- Instructions to follow -
All of the data below must be repeated exactly.
· · · · ·
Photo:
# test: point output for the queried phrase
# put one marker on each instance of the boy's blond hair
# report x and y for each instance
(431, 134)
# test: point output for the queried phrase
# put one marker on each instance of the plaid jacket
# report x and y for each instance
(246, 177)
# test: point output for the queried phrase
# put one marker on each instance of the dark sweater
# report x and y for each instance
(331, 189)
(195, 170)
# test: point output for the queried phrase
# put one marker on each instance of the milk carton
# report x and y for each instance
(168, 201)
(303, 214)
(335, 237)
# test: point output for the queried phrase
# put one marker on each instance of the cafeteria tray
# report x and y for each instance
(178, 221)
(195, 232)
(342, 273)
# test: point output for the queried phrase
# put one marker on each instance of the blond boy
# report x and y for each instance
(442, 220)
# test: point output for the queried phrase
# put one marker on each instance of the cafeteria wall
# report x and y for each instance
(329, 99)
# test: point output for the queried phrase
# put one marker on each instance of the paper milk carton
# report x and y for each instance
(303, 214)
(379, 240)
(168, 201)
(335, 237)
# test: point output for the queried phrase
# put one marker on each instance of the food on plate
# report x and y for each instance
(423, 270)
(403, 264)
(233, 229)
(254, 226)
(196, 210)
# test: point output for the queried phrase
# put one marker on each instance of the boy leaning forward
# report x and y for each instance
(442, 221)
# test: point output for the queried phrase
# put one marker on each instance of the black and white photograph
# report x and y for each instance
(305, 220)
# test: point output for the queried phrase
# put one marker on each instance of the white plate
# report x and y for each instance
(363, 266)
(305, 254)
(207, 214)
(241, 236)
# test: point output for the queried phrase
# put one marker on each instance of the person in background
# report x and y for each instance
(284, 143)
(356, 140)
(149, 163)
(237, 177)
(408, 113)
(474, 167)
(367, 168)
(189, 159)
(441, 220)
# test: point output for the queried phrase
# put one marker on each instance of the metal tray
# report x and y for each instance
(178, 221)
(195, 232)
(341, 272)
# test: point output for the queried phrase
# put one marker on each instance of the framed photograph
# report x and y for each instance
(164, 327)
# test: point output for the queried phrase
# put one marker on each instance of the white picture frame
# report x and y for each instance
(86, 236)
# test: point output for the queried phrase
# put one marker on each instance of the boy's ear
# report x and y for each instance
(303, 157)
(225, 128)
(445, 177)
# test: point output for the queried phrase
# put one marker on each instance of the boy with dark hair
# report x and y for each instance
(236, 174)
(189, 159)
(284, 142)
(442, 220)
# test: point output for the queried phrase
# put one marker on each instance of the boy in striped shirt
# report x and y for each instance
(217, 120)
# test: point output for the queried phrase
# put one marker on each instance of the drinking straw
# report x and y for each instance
· · · · ·
- Answer for this exercise -
Photo:
# test: point output for the queried phrase
# put one marker on each instance of the boy's blond hair
# report x and y for each instance
(431, 134)
# test: point output for the queried phrase
# put one marker on each instance of the plaid jacket
# report x and y for each instance
(246, 177)
# test: point output for the queried phrase
# put one marker on each instance of the dark sweater
# report x and y for each instance
(331, 189)
(195, 170)
# test: point output for the queried phrase
# put one marker on each instance of the milk carton
# report x and y for each instance
(168, 201)
(303, 214)
(335, 237)
# test: point output for the queried phrase
# put one marker on each instance of the cafeteria tray
# report x and y for each instance
(178, 221)
(195, 232)
(342, 273)
# test: point output for the queried phrase
# put one marker on each instance of the blond boy
# report x and y for each instance
(442, 220)
# test: point output for the queried phrase
# put one marker on each instance of the cafeteria wall
# report x and y for each instance
(329, 99)
# test: point output for the queried phrase
# put one marker on each instance of the paper milk carton
# report x and y for each instance
(303, 214)
(379, 240)
(168, 201)
(335, 237)
# test: point output for the queried phrase
# put one marker on each instance of the food on plate
# report x and y for each instance
(423, 270)
(403, 264)
(233, 229)
(254, 226)
(196, 210)
# test: point output for the queried phrase
# put one marker on each instance of the boy leaning forward
# report x and y for each instance
(442, 221)
# test: point output for the queried phrase
# put one marker on each instance of the black and white photograph
# report x and y for each instance
(305, 220)
# test: point output for the queried phrase
# put one marker on each instance of the white plate
# report x and y for each instance
(363, 266)
(305, 254)
(207, 214)
(241, 236)
# test: point output for the queried phrase
# put one marker on each instance of the person in background
# report x and y for each instance
(284, 143)
(356, 140)
(149, 163)
(237, 177)
(408, 113)
(474, 167)
(367, 168)
(189, 159)
(441, 220)
# test: point output for the queried phrase
# put one marker on each instance of the metal tray
# report x and y for each instance
(178, 221)
(195, 232)
(341, 272)
# test: point output for the queried phrase
# put one marker on each instance of the framed photograph
# report x and y for each instance
(164, 327)
# test: point output for the queried phrase
# put one marker on each instance of the white picture frame
# report x and y for each instance
(86, 236)
# test: point output for the queried phrase
# put one marker on each instance of the boy's ear
# report x and y for each instance
(303, 157)
(225, 128)
(445, 177)
# test: point output for the queried phrase
# put one marker on each instance of the boy with dark hair
# report x and y for each instance
(236, 174)
(189, 159)
(284, 142)
(442, 220)
# test: point output for the queried phrase
# put one marker on each instance of the boy in striped shirt
# report x and y for each instance
(217, 120)
# test: point output for the queried phrase
# put one marker on each instance of the drinking straw
# report x and y for each instance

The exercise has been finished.